BEGIN Selected excerpt
There were beets with farro koji, yogurt and pickled carrots, the creation of A Pig In a Fur Coat chef Dan Bonanno. The Underground Food Collective’s Jonny Hunter served a squash puree with corn, onions and peppers. Tory Miller, the star chef behind four Madison restaurants, prepared a paella with squash and kale.

As impressive as the lineup of chefs was, the stars of that October night were the ingredients they used.

The squash, corn, peppers, carrots, kale — just about all of the ingredients that went into the dishes — were some of the early results of a UW-Madison program that has brought professors, plant breeders, organic farmers and some of the city’s top chefs together with the goal of creating more flavorful fruits and vegetables for local agriculture.

Bonanno, Hunter, Miller and Eric Benedict of the recently opened Cafe Hollander have played an integral role in the program, which is now wrapping up its second growing season, volunteering their finely tuned tastes and knowledge of the restaurant business to give farmers and breeders detailed feedback on the new varieties of produce they create.
END Selected excerpt
* _Required work_:
In the excerpt about the UW-Madison produce program, the ingredients, not the chefs, are called the stars of the October night. In one to three sentences, explain what the excerpt gives as the reason. The entries that follow this excerpt are separate material and have no connection to it.
BEGIN Excerpted data
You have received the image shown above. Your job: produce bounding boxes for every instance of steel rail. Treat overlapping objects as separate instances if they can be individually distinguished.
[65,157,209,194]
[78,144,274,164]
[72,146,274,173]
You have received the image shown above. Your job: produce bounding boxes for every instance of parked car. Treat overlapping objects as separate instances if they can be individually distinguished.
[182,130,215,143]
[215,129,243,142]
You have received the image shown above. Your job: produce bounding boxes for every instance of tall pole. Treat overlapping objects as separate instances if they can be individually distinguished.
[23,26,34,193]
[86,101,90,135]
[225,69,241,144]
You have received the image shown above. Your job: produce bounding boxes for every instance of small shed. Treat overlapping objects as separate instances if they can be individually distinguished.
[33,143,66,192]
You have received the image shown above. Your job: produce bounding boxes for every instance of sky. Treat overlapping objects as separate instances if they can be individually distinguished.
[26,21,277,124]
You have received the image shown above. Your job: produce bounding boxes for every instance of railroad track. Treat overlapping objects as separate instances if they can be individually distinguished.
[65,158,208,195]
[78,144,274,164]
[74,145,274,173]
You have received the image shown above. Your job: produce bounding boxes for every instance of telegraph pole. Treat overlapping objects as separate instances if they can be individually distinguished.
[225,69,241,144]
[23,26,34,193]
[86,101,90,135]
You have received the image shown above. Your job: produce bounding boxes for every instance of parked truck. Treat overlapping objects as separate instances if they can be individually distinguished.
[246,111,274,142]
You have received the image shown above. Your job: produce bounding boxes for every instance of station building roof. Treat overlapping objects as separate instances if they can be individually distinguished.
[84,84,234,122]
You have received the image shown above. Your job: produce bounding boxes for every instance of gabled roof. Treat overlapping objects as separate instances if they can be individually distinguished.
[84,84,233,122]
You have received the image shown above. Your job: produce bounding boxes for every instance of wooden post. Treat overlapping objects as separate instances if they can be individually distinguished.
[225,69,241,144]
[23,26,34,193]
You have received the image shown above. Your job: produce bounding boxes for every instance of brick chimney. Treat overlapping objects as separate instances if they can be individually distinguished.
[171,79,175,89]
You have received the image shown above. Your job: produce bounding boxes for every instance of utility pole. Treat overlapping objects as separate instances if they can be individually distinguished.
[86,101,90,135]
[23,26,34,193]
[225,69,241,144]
END Excerpted data
* _Solution to the problem_:
Nearly all of the ingredients in the dishes were early results of a UW-Madison program. The program brings professors, plant breeders, organic farmers and top Madison chefs together to create more flavorful fruits and vegetables for local agriculture.